In a way, Baris Budak is the Santa of Anthrocon — if Santa ran a restaurant, that is.
Budak owns the restaurant at 963 Liberty Ave., which transforms each year into Furnando’s Furryland Cafe during Anthrocon, and he’s spent the last six months dreaming up ideas to make the dining experience extra special for furries.
“We start preparing in January, and we say, ‘How do we surprise furries, so this can be their Christmas in the summer in Pittsburgh?’” Budak said.
This year, costumers will find extra-long straws, giant fans, a hydration station, and collapsable dog bowls underneath their metaphorical Christmas tree at Furnando’s.
The straws stretch from 20 to 40 inches, so furries can drink water without having to remove their headpieces, Budak explained. Jumbo-size fans at the restaurant will help those in fuzzy costumes stay cool during the convention. Free water will be available for passersby.
That brings us to the collapsable dog bowls.
For a few years, Furnando’s has offered plastic dog bowls instead of traditional dishes during Anthrocon.
“If the furries are coming, No. 1, we are going to be serving them in dog bowls,” Budak said. “They get their dog bowls, and they all have dates on them. It’s like their yearly thing — they come and collect one, and that’s their souvenir.”
But Budak noticed that collapsable bowls might be easier to transport, so he did some research. He bought a few options and tested them for sturdiness with the help of friends and even actual dogs. The option he selected comes equipped with a hook, so fursuiters can attach the bowl to their collar or costume.

Data shown:
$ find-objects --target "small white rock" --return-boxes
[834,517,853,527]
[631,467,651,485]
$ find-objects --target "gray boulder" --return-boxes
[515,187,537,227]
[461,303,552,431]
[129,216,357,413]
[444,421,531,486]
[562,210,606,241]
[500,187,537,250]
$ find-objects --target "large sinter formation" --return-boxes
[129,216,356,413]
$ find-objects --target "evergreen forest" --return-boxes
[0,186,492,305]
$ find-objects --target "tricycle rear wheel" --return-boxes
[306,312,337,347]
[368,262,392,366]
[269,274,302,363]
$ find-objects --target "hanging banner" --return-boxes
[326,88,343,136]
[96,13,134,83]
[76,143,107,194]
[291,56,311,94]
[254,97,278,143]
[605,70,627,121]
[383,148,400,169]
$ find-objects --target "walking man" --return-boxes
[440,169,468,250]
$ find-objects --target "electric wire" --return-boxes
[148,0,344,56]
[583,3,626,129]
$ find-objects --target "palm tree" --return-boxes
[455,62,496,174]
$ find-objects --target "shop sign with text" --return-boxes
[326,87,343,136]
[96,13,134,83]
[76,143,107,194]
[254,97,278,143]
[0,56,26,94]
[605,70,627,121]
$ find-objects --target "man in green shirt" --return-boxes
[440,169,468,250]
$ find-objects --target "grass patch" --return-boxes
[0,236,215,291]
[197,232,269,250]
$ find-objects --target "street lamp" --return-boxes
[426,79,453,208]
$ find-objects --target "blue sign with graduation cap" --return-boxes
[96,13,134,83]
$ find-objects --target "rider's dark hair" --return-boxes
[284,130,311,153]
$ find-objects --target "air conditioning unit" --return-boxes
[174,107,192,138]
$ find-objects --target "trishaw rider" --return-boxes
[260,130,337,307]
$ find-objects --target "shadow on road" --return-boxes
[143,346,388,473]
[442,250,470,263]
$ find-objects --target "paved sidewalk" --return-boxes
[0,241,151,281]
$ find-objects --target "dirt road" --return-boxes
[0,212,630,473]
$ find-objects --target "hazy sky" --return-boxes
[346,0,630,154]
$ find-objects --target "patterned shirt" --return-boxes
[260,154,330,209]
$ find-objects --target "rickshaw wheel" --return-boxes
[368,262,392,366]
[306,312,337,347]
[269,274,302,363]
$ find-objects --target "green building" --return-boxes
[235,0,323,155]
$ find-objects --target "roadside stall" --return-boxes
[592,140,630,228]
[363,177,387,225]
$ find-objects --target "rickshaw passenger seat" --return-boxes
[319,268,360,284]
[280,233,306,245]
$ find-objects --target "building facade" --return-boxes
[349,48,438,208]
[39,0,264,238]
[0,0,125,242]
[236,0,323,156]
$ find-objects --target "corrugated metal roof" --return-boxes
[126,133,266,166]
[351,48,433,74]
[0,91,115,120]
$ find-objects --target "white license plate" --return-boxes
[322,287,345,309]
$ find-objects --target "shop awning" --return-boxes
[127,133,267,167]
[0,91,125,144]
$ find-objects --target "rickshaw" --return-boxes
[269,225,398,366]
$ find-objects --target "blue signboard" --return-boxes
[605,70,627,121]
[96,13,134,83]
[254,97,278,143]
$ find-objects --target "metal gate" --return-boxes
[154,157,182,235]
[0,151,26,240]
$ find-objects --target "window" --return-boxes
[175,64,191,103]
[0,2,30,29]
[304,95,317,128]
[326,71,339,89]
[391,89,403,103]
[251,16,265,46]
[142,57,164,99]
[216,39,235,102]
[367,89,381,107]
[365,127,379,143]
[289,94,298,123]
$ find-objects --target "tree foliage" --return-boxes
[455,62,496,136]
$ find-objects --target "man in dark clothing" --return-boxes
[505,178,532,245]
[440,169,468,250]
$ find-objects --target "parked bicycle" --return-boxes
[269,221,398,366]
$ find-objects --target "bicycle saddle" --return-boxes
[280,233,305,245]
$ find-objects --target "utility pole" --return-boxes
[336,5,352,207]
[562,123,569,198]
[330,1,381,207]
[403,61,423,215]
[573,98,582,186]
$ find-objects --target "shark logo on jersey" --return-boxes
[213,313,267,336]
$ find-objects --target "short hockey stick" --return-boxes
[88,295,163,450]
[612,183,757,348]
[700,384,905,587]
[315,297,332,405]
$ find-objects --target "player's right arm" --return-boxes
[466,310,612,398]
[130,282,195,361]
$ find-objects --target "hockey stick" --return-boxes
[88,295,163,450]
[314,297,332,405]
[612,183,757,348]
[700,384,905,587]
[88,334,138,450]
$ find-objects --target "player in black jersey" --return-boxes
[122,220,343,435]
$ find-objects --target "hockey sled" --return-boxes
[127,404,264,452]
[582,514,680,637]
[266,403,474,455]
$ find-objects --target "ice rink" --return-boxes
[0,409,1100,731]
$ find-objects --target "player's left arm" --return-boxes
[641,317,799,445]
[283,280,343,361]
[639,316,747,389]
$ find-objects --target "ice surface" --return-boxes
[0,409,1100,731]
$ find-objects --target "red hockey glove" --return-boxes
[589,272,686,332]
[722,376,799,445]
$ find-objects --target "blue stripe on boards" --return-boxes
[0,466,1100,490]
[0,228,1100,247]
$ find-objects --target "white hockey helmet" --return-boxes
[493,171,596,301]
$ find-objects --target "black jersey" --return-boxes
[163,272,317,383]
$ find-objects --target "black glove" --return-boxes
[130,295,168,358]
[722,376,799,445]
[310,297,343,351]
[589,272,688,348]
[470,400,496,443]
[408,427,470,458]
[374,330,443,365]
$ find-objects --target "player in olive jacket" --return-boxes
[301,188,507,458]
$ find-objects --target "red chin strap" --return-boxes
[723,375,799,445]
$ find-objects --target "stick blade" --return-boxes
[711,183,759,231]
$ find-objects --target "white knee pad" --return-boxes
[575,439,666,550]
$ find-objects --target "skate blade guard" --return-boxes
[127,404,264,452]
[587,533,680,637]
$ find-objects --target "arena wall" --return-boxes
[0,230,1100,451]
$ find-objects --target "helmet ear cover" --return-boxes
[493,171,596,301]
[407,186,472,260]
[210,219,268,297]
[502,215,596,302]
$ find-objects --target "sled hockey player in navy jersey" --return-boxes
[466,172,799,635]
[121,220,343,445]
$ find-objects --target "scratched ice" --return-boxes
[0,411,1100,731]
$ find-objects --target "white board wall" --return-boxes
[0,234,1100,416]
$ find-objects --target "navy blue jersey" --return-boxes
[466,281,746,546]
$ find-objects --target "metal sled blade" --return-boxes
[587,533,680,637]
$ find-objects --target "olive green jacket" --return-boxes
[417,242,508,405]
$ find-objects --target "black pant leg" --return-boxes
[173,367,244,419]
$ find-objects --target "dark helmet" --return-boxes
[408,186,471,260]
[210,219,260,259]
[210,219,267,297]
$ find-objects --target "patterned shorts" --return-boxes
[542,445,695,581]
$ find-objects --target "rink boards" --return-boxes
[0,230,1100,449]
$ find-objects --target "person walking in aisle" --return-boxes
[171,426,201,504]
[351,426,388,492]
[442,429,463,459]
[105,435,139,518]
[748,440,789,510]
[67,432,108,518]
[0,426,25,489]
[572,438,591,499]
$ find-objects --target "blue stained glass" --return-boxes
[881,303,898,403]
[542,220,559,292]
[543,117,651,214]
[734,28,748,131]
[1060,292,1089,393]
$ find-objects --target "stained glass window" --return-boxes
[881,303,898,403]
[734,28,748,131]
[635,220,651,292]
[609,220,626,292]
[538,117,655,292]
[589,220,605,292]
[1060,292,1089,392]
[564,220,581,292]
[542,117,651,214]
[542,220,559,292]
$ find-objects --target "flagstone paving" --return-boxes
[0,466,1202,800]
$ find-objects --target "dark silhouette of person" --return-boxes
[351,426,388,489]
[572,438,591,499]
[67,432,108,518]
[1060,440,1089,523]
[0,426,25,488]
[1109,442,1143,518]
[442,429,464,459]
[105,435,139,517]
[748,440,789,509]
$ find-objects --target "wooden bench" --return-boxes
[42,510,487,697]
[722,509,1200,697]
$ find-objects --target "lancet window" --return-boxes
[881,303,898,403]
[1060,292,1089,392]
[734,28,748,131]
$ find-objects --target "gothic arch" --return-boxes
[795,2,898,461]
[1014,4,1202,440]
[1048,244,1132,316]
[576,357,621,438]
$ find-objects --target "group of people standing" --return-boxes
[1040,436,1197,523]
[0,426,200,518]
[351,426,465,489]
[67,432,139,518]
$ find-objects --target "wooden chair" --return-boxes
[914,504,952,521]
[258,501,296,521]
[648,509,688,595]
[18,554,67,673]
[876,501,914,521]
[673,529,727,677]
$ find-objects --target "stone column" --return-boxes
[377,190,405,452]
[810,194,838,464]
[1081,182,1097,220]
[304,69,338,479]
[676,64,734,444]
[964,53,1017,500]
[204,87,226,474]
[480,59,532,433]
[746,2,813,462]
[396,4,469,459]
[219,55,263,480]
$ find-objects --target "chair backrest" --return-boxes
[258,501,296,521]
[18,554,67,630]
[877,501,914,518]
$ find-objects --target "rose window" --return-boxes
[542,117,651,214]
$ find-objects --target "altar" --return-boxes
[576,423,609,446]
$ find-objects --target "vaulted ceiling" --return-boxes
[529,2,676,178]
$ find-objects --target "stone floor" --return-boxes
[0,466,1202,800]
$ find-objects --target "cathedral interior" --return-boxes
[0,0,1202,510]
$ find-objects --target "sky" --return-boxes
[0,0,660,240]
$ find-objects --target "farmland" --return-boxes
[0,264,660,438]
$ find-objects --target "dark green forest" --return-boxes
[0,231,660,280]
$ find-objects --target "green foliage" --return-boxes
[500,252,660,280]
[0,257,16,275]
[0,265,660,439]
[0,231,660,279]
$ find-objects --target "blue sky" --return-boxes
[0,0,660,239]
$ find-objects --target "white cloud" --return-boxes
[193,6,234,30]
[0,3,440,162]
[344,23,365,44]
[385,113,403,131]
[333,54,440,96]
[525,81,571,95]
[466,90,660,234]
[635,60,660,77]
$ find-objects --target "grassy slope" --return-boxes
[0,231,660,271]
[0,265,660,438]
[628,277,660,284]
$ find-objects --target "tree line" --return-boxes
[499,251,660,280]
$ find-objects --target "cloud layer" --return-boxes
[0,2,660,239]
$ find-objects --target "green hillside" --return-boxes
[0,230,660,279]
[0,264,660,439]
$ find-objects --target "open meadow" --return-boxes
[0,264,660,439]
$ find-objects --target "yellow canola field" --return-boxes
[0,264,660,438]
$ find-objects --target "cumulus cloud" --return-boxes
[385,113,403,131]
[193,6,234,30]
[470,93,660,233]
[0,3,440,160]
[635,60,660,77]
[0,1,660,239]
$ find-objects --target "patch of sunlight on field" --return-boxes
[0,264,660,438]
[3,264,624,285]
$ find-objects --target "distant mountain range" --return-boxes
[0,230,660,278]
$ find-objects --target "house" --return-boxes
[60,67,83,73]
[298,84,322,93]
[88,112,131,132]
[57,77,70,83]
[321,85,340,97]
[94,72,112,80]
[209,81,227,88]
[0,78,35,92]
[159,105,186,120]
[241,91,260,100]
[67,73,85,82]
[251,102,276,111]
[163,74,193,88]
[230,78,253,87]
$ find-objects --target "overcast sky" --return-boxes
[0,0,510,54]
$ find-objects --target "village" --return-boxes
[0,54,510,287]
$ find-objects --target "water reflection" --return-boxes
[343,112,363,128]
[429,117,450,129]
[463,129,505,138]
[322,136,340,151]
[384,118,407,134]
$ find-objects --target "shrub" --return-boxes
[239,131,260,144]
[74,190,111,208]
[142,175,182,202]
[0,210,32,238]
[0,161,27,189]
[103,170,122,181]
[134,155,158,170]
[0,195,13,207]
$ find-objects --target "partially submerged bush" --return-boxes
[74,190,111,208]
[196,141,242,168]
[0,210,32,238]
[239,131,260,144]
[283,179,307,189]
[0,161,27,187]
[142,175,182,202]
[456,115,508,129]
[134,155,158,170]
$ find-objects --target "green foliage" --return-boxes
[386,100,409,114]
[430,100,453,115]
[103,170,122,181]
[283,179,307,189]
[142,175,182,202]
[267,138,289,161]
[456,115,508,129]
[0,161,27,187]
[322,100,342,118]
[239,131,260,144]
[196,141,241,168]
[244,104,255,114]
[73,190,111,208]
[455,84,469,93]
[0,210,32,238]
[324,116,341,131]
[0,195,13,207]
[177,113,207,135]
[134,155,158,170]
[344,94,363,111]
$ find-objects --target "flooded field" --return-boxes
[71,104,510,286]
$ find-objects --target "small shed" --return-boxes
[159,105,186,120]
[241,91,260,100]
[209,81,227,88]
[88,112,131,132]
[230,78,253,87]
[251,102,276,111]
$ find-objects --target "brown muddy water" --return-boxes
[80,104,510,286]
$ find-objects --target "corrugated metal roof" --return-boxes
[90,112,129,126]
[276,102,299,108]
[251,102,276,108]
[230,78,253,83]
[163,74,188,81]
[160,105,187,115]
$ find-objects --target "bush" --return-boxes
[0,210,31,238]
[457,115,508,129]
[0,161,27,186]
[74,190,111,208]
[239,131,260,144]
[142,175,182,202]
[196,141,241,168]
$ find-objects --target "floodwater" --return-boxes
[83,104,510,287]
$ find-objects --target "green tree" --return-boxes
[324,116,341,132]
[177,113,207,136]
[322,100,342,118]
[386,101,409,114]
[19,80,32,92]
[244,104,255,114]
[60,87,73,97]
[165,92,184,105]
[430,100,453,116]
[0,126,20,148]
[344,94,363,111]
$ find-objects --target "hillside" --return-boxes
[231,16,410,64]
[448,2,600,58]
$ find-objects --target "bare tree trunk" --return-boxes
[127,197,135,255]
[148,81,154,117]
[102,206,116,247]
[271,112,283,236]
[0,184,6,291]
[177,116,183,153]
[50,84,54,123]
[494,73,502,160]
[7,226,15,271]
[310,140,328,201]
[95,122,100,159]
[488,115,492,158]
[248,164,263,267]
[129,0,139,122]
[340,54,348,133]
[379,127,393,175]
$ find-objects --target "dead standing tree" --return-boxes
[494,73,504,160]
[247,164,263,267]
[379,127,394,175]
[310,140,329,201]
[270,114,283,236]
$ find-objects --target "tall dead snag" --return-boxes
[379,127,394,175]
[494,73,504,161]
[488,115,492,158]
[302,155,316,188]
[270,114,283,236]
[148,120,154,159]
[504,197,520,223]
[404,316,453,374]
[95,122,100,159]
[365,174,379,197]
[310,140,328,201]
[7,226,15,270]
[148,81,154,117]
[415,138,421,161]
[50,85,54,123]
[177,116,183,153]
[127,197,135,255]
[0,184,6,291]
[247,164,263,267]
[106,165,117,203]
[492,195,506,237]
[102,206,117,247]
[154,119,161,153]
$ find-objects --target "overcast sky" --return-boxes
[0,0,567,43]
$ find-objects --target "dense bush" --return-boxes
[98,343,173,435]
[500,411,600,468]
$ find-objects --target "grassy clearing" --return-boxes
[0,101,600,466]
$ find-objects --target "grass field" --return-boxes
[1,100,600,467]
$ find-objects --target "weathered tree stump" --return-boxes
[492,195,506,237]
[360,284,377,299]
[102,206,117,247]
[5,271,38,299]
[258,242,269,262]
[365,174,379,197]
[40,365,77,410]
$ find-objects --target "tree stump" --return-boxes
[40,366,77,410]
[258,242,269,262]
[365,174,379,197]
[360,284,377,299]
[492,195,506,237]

Directive 1: In the article about Furnando's Furryland Cafe, how long are the extra-long straws?
Directive 2: Pick up the article about Furnando's Furryland Cafe after its final sentence and carry it forward.

Written answer 1: They stretch from 20 to 40 inches.

Written answer 2:
A few years ago, Budak took over the space from Fernando DeCarvalho, a legend in the furry community who owned what was then called Fernando’s Cafe (or Furnando’s Cafe during Anthrocon).
DeCarvalho, a native of Brazil who moved to Pittsburgh to learn English, was one of the first Pittsburghers to welcome furries to town when Anthrocon arrived in 2006.
“When we first arrived in Pittsburgh, Pittsburgh had never seen furries. And any time a convention of our size moves to a new city there’s always a little bit of ‘how are we going to be received?,’” said Sam Conway, CEO of Anthrocon, the massive anthropomorphic convention.
As a welcoming gesture, DeCarvalho grabbed some chalk and drew pawprints on the sidewalk from the convention center hotel to the front of his restaurant.
“When our folks woke up and saw that, that was it, they were in love with him from that point on,” Conway said. “Everybody adored him. He was very supportive of us.”
Then, in another early year of the convention, a panhandler aggressively demanded money from furries standing outside of Furnando’s. DeCarvalho asked the man to leave them alone, and the man hurled a brick at DeCarvalho, catching him in the forehead, Conway recounted.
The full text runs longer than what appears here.